= 给定文本 =
——

跳转至

Kueue

Kueue is a kubernetes-native system that manages quotas and how jobs consume them. Kueue decides when a job should wait, when a job should be admitted to start (as in pods can be created) and when a job should be preempted (as in active pods should be deleted).

功能:

  • 作业(Job)管理
  • 资源管理
  • 动态资源回收:
  • 集成性:内置支持多种 Jobs,如 BatchJob, Kubeflow training Job, RayJob 等;

框架

High Level Kueue Operation

Resource Flavor

An object that you can define to describe what resources are available in a cluster.

用于表示异构的资源(并不实际定义资源,只是用来区分异构的资源节点):

  • spec.nodeLabels:将资源跟节点关联;
apiVersion: kueue.x-k8s.io/v1beta1
kind: ResourceFlavor
metadata:
  name: "spot"
spec:
  # 资源关联的节点的标签
  nodeLabels:
    instance-type: spot
  # 资源关联的节点的污点,Workload PodSet必须能够容忍这些污点,才可以调度到节点上
  nodeTaints:
  - effect: NoSchedule
    key: spot
    value: "true"
  // extra tolerations that will be added to the pods 
  tolerations:
  - key: "spot-taint"
    operator: "Exists"
    effect: "NoSchedule"

kueue 会对 Workload 的 Yaml (如 batch.v1/job)进行修改,添加nodeLabels/nodeTaints

Cluster Queue

A cluster-scoped resource that governs a pool of resources, defining usage limits and fair sharing rules.

为一个或多个 ResourceFlavor 设置配额来定义资源池。

apiVersion: kueue.x-k8s.io/v1alpha2
kind: ClusterQueue
metadata:
  name: research-pool
spec:
  namespaceSelector: {}
  resourceGroups:
  - coveredResources: ["cpu", "memory", "pods"]
    flavors:
    # 对应ResourceFlavor中的metadata.name,
    # 按顺序分配,如果先前允许的作业消耗了所有现有的 on-demand 配额,但不是所有的 spot 配额,则 Kueue 会使用 spot 配额来允许作业
    - name: ondemand
      # 定义可用的资源大小,如 cpu,memory,pods,quota
      resources:
      - name: "cpu"
        nominalQuota: 9
      - name: "memory"
        nominalQuota: 36Gi
      - name: "pods"
        nominalQuota: 5
    - name: spot
      resources:
      - name: "cpu"
        nominalQuota: 18
      - name: "memory"
        nominalQuota: 72Gi
      - name: "pods"
        nominalQuota: 100

资源借用:

  • spec.cohort:ClusterQueue 属于同一个 cohort 的可以互相借用未使用的资源;
  • spec.resourceGroups[].resources[]
  • borrowingLimit:定义可以借用的最大限制
  • lendingLimit:定义可以借出去的最大限制

Local Queue

A namespaced resource that groups closely related workloads belonging to a single tenant.

LocalQueue的定义如下所示:指向 ClusterQueue,给租户使用;

apiVersion: kueue.x-k8s.io/v1beta1
kind: LocalQueue
metadata:
  namespace: team-a 
  name: team-a-queue
spec:
  clusterQueue: cluster-queue 

Workload

工作负载,如 batch/v1.job

  • Kueue does not directly manipulate Job objects. Instead, Kueue manages Workload objects that represent the resource requirements of an arbitrary workload
  • Kueue automatically creates a Workload for each Job object and syncs the decisions and statuses.
apiVersion: kueue.x-k8s.io/v1beta1
kind: Workload
metadata:
  name: sample-job
  namespace: team-a
spec:
  active: true
  # LocalQueue name
  queueName: team-a-queue
  podSets:
  - count: 3
    name: main
    template:
      spec:
        containers:
        - image: gcr.io/k8s-staging-perf-tests/sleep:latest
          imagePullPolicy: Always
          name: container
          resources:
            requests:
              cpu: "1"
              memory: 200Mi
        restartPolicy: Never

——

= 区域标注条目 =

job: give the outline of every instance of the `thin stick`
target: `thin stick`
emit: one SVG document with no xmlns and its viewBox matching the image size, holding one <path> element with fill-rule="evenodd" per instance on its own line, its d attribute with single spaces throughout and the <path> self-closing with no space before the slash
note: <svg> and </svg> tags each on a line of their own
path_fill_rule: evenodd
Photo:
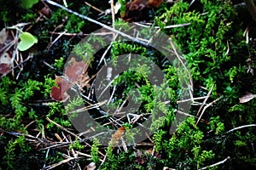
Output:
<svg viewBox="0 0 256 170">
<path fill-rule="evenodd" d="M 231 130 L 229 130 L 227 133 L 231 133 L 235 130 L 238 130 L 238 129 L 241 129 L 241 128 L 249 128 L 249 127 L 256 127 L 256 124 L 250 124 L 250 125 L 243 125 L 243 126 L 241 126 L 241 127 L 236 127 L 235 128 L 232 128 Z"/>
<path fill-rule="evenodd" d="M 59 4 L 59 3 L 55 3 L 55 2 L 53 2 L 53 1 L 51 1 L 51 0 L 44 0 L 44 1 L 45 1 L 46 3 L 51 4 L 51 5 L 54 5 L 54 6 L 55 6 L 55 7 L 59 7 L 59 8 L 62 8 L 62 9 L 64 9 L 64 10 L 66 10 L 66 11 L 71 13 L 71 14 L 75 14 L 75 15 L 77 15 L 77 16 L 79 16 L 79 17 L 80 17 L 80 18 L 82 18 L 82 19 L 84 19 L 84 20 L 88 20 L 88 21 L 90 21 L 90 22 L 92 22 L 92 23 L 94 23 L 94 24 L 96 24 L 96 25 L 99 25 L 100 26 L 102 26 L 103 28 L 106 28 L 107 30 L 109 30 L 109 31 L 113 31 L 113 32 L 115 32 L 115 33 L 117 33 L 117 34 L 119 34 L 119 35 L 123 36 L 124 37 L 126 37 L 126 38 L 128 38 L 128 39 L 130 39 L 130 40 L 131 40 L 131 41 L 133 41 L 133 42 L 136 42 L 140 43 L 140 44 L 142 44 L 142 45 L 144 45 L 144 46 L 146 46 L 146 47 L 148 46 L 148 45 L 147 45 L 147 43 L 145 43 L 145 42 L 142 42 L 142 41 L 139 41 L 138 39 L 137 39 L 137 38 L 135 38 L 135 37 L 131 37 L 131 36 L 130 36 L 130 35 L 127 35 L 127 34 L 125 34 L 125 33 L 124 33 L 124 32 L 122 32 L 122 31 L 118 31 L 118 30 L 115 30 L 115 29 L 110 27 L 110 26 L 105 25 L 105 24 L 102 24 L 102 23 L 101 23 L 101 22 L 99 22 L 99 21 L 96 21 L 96 20 L 91 19 L 91 18 L 89 18 L 89 17 L 87 17 L 87 16 L 84 16 L 84 15 L 83 15 L 83 14 L 79 14 L 79 13 L 77 13 L 77 12 L 75 12 L 75 11 L 73 11 L 73 10 L 69 9 L 69 8 L 67 8 L 66 7 L 63 7 L 62 5 L 61 5 L 61 4 Z"/>
<path fill-rule="evenodd" d="M 220 165 L 220 164 L 224 163 L 226 161 L 228 161 L 228 160 L 230 160 L 230 157 L 228 156 L 226 159 L 224 159 L 224 160 L 223 160 L 223 161 L 221 161 L 221 162 L 217 162 L 217 163 L 214 163 L 214 164 L 212 164 L 212 165 L 210 165 L 210 166 L 207 166 L 207 167 L 202 167 L 202 168 L 201 168 L 200 170 L 208 169 L 209 167 L 213 167 L 218 166 L 218 165 Z"/>
<path fill-rule="evenodd" d="M 89 7 L 90 7 L 91 8 L 93 8 L 93 9 L 95 9 L 95 10 L 100 12 L 100 13 L 105 13 L 104 11 L 102 11 L 102 10 L 99 9 L 98 8 L 96 8 L 96 7 L 95 7 L 95 6 L 93 6 L 93 5 L 91 5 L 90 3 L 87 3 L 86 1 L 84 2 L 84 3 L 85 3 L 86 5 L 88 5 Z"/>
<path fill-rule="evenodd" d="M 199 116 L 199 118 L 198 118 L 198 120 L 197 120 L 197 122 L 196 122 L 196 123 L 195 123 L 196 125 L 197 125 L 197 123 L 200 122 L 201 117 L 203 116 L 205 110 L 206 110 L 208 107 L 210 107 L 211 105 L 212 105 L 212 104 L 215 103 L 216 101 L 218 101 L 218 99 L 220 99 L 220 98 L 218 98 L 218 99 L 215 99 L 214 101 L 209 103 L 208 105 L 207 105 L 204 107 L 204 109 L 202 110 L 202 111 L 201 111 L 201 115 L 200 115 L 200 116 Z"/>
<path fill-rule="evenodd" d="M 208 92 L 206 99 L 204 99 L 204 101 L 202 102 L 201 107 L 199 108 L 197 113 L 196 113 L 196 116 L 199 116 L 199 113 L 201 112 L 201 110 L 202 109 L 202 107 L 204 106 L 204 105 L 207 103 L 208 98 L 210 97 L 210 94 L 212 94 L 212 88 L 213 88 L 214 85 L 212 86 L 210 91 Z"/>
</svg>

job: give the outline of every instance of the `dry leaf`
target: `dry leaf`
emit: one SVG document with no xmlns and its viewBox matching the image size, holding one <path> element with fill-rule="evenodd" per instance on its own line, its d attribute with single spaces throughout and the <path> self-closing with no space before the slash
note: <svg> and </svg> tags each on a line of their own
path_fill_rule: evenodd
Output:
<svg viewBox="0 0 256 170">
<path fill-rule="evenodd" d="M 77 62 L 75 58 L 72 58 L 65 68 L 64 74 L 72 82 L 80 82 L 84 73 L 86 74 L 88 66 L 84 62 Z"/>
<path fill-rule="evenodd" d="M 250 101 L 251 99 L 253 99 L 255 97 L 256 97 L 256 95 L 254 95 L 253 94 L 247 94 L 242 96 L 241 98 L 239 98 L 239 101 L 241 104 L 247 103 L 247 102 Z"/>
<path fill-rule="evenodd" d="M 67 100 L 69 97 L 67 92 L 72 87 L 73 83 L 83 84 L 83 82 L 87 80 L 88 67 L 89 65 L 84 62 L 77 62 L 74 58 L 72 58 L 66 65 L 64 71 L 65 76 L 70 82 L 60 76 L 55 76 L 55 83 L 57 86 L 52 87 L 50 97 L 57 101 Z"/>
<path fill-rule="evenodd" d="M 5 42 L 5 41 L 7 40 L 7 37 L 8 37 L 8 31 L 7 31 L 6 28 L 3 28 L 0 31 L 0 43 L 3 44 Z"/>
<path fill-rule="evenodd" d="M 71 84 L 61 76 L 55 76 L 56 87 L 51 88 L 50 97 L 57 101 L 66 101 L 69 95 L 67 91 L 71 88 Z"/>
<path fill-rule="evenodd" d="M 125 127 L 121 127 L 119 128 L 112 136 L 112 147 L 114 147 L 117 144 L 118 141 L 123 137 L 125 133 Z"/>
<path fill-rule="evenodd" d="M 89 165 L 87 165 L 87 170 L 94 170 L 96 169 L 96 164 L 95 162 L 90 162 Z"/>
</svg>

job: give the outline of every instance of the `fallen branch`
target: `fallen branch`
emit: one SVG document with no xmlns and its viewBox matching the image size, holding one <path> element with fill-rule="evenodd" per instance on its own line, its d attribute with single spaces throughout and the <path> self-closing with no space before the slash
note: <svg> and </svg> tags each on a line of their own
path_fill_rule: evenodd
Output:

——

= 待完成任务 =
1. 请用两句话概括关于 Kueue 的文本。
2. 请把数据行中从开头起到含有 "231 130 L 229" 的那一行为止(两端都包括)的各行重新写出,其中 "outline" 换成 "contour",其余内容保持不变。只需给出这些行,图片不要放进答案。

= 已解问题 =
1. Kueue 是一个 Kubernetes 原生系统,负责管理配额以及作业如何消耗配额,并决定作业何时等待、何时被准入启动、何时被抢占。它用 ResourceFlavor 区分异构的资源节点,用 ClusterQueue 为 ResourceFlavor 设置配额来定义资源池,用 LocalQueue 指向 ClusterQueue 供租户使用,并为每个 Job 自动创建表示资源需求的 Workload。

2.
job: give the contour of every instance of the `thin stick`
target: `thin stick`
emit: one SVG document with no xmlns and its viewBox matching the image size, holding one <path> element with fill-rule="evenodd" per instance on its own line, its d attribute with single spaces throughout and the <path> self-closing with no space before the slash
note: <svg> and </svg> tags each on a line of their own
path_fill_rule: evenodd
Photo:
Output:
<svg viewBox="0 0 256 170">
<path fill-rule="evenodd" d="M 231 130 L 229 130 L 227 133 L 231 133 L 235 130 L 238 130 L 238 129 L 241 129 L 241 128 L 249 128 L 249 127 L 256 127 L 256 124 L 250 124 L 250 125 L 243 125 L 243 126 L 241 126 L 241 127 L 236 127 L 235 128 L 232 128 Z"/>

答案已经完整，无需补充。